> Assignment: The answer should hold only the line with "Each instance receives one keypoint. Mark the circular" and each line after it through the last line of the material, exactly.

> The data:
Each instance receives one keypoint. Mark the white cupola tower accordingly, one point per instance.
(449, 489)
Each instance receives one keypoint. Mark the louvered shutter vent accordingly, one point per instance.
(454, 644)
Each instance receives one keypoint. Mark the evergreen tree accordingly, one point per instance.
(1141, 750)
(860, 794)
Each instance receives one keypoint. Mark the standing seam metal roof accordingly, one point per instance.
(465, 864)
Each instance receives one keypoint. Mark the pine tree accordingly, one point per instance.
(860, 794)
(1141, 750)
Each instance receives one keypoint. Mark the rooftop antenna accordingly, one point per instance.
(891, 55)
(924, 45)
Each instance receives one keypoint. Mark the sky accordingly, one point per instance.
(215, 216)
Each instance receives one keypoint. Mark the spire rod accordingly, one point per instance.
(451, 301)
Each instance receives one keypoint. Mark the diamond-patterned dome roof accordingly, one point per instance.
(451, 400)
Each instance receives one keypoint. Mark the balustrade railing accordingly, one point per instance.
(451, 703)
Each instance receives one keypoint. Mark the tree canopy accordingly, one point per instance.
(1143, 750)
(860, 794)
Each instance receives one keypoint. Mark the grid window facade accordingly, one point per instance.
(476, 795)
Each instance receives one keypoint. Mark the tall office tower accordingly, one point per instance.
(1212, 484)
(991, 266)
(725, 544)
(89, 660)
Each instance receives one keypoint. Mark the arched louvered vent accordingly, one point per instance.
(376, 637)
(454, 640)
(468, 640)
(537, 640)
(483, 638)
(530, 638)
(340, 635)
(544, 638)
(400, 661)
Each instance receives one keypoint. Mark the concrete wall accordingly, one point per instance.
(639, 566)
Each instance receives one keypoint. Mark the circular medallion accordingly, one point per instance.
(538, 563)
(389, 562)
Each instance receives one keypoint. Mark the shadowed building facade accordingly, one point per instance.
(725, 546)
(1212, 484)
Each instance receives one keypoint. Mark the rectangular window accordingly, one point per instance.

> Response to the exercise:
Each instance receives one keypoint. Mark the circular medallion accordingly, one point per instance.
(538, 563)
(389, 562)
Each instance receives one keypoint. Mark the shadowed building facade accordingly, one point per instance.
(725, 546)
(1212, 484)
Each instance receives one keypoint. Mark the rectangular window accordingly, one point per instance.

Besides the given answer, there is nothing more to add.